> Stated goal:
Quote, without change, all of the lines that follow.

== Information supplied ==

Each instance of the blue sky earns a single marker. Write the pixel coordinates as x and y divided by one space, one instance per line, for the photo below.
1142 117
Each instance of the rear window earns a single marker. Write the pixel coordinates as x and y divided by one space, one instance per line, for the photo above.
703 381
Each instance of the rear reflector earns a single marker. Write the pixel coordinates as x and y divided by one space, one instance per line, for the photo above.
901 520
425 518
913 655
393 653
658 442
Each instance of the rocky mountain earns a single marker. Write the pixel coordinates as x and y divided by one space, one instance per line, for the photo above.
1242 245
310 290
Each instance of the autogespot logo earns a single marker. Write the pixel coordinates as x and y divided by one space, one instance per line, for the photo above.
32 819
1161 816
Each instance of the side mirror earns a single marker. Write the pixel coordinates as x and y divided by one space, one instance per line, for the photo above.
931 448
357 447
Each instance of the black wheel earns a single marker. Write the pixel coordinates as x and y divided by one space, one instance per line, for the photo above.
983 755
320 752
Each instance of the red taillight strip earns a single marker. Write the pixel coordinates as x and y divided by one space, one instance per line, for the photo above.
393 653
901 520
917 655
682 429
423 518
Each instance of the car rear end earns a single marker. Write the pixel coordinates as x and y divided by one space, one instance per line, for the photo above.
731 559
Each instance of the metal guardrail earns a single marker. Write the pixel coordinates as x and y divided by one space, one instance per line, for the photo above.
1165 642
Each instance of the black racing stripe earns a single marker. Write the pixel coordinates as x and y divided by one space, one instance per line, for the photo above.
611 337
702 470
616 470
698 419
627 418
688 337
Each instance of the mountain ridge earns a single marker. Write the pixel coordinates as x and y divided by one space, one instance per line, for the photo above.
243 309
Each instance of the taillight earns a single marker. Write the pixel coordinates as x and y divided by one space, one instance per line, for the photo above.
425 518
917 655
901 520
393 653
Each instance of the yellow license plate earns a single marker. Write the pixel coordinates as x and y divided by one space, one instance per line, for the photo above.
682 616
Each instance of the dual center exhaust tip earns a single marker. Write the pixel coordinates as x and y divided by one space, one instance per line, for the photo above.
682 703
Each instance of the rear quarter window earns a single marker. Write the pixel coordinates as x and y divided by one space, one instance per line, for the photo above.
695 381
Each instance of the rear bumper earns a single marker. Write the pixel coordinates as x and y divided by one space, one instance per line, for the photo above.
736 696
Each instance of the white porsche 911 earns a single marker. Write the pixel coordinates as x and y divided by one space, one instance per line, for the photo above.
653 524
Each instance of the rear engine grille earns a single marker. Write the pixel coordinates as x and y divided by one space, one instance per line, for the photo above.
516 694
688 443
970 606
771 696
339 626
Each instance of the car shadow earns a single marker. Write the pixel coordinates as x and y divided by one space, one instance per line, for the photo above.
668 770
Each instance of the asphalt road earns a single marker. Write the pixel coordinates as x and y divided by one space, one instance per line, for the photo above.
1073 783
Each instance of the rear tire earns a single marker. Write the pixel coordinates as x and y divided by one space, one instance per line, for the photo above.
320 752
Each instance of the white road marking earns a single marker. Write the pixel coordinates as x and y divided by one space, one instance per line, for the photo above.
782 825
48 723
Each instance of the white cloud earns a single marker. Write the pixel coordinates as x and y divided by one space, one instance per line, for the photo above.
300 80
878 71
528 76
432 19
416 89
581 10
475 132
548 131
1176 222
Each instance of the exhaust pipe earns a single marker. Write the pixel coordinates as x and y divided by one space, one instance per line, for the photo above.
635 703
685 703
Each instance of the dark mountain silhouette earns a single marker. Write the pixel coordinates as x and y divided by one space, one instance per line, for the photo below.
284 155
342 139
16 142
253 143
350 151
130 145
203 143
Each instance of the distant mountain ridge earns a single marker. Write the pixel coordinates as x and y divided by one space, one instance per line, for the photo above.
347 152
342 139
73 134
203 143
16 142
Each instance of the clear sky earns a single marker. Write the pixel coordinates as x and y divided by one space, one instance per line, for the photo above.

===

> Final result:
Each instance of the blue sky earns a single marker. Write the pixel coordinates as x and y divided by one space, one instance per line, for the photo below.
1142 117
Each instance of the rear window earns a single marker. Write the pixel coordinates as x and y divided by one space, one instance per line, for the photo above.
703 381
Each instance of the rear reflector earns a single marker. Write the pixel coordinates as x and y divided by one space, one instance per line, for the photo above.
901 520
425 518
913 655
393 653
658 442
Each instance of the rocky mountain earns a single marker. Write the pixel coordinates as x and y divided by one space, one instance per line, for the photo above.
1242 245
310 290
Each instance of the autogespot logo earns a single marker. Write the pixel coordinates as x and y divided by one space, one instance per line, for the photo above.
32 819
1161 816
Each instance of the side mirror earns a single marker. Write the pixel coordinates as x and y divided by one space, one instance per line, for the photo above.
931 448
357 447
Each instance of the black wheel earns a single marker. Write the pixel coordinates as x and y divided by one space, one instance per line, for the photo above.
983 755
320 752
Each instance of the red taillight strip earns a single marker. Write the pixel coordinates as x and y divided by one space, one instance per line, for the photo above.
393 653
901 520
917 655
682 429
423 518
Each instance of the car rear end earns a single marker. Write the pixel coordinates as x and y divided by one space, one instance per line, for the photo above.
731 559
Each instance of the metal guardrail earns a single marker. Write the pixel coordinates as x and y divided by one space, one instance per line, for the photo above.
1165 642
Each instance of the black racing stripe earns a single marker. Write the pixel coordinates as x and y divided by one space, one instance per line, for the photo above.
611 337
702 470
616 470
698 419
627 418
688 337
Each instance of the mountain ridge earns a single marker. Write the pixel coordinates as x and y divided by one space, one instance per line, for the photo above.
243 309
Each instance of the taillight earns a single marker. Write the pixel coordinates as x and y divided by one space, one instance per line, for the photo above.
425 518
917 655
901 520
393 653
Each instance of the yellow license plate earns a single marker. Write the pixel coordinates as x and y divided by one space, one instance per line, for the photo above.
682 616
Each instance of the dual center exhaust tip earns a single marker. Write the pixel coordinates as x and y divided by one space, one instance per line, for the photo above.
682 703
Each instance of the rear quarter window earns a single marker. Write the pixel coordinates as x and y divided by one space, one instance per line, for the photo above.
695 381
Each instance of the rear bumper earns a single marker. Write the pixel coordinates as x and y divided by one space, one instance per line, for the photo above.
736 696
Each instance of the white porsche 911 earns a single marker. Write the pixel coordinates as x and y divided by one space, one instance per line, for the photo above.
653 524
Each instance of the rear engine grille earns a single marker. Write the pixel coordinates as x and y divided by one space, one instance per line, for the photo above.
516 694
688 443
970 606
771 696
339 626
Each instance of the car shadow earns a single marker. Write the pixel coordinates as x and y divided by one space, one instance per line, for the photo above.
668 770
Each instance of the asphalt road earns a single marker. Write the pixel coordinates as x and y divided by one space, one instance per line, for the photo above.
1073 783
Each instance of the rear tire earns a single marker. Write the pixel coordinates as x and y divided by one space, one instance per line, for the photo above.
320 752
Each instance of the white road marking earns a single marker. Write the pixel coordinates as x and y divided by one space, one instance per line, for the photo above.
782 825
48 723
Each instance of the white cloud earns a single marker. Write the pixel coordinates as x and y divided by one space, one instance per line, for the photo above.
300 80
878 71
528 76
432 19
416 89
581 10
475 132
548 131
1176 222
Each instance of the exhaust pipe earns a single marker. Write the pixel coordinates as x and y divided by one space, one instance per line, for the photo above.
635 703
685 703
Each instance of the dark mountain silhouette earns a single marker. Write the pixel coordinates as x and y divided by one space, one instance per line, for the photo below.
284 155
342 139
16 142
253 143
350 151
130 145
203 143
Each instance of the distant mountain ridge earns a single marker. Write the pixel coordinates as x and y divided by one space, one instance per line, for the photo above.
347 152
342 139
73 134
203 143
16 142
Each instance of the clear sky earns a single marker. Write the pixel coordinates as x and y divided by one space, one instance per line, for the photo above.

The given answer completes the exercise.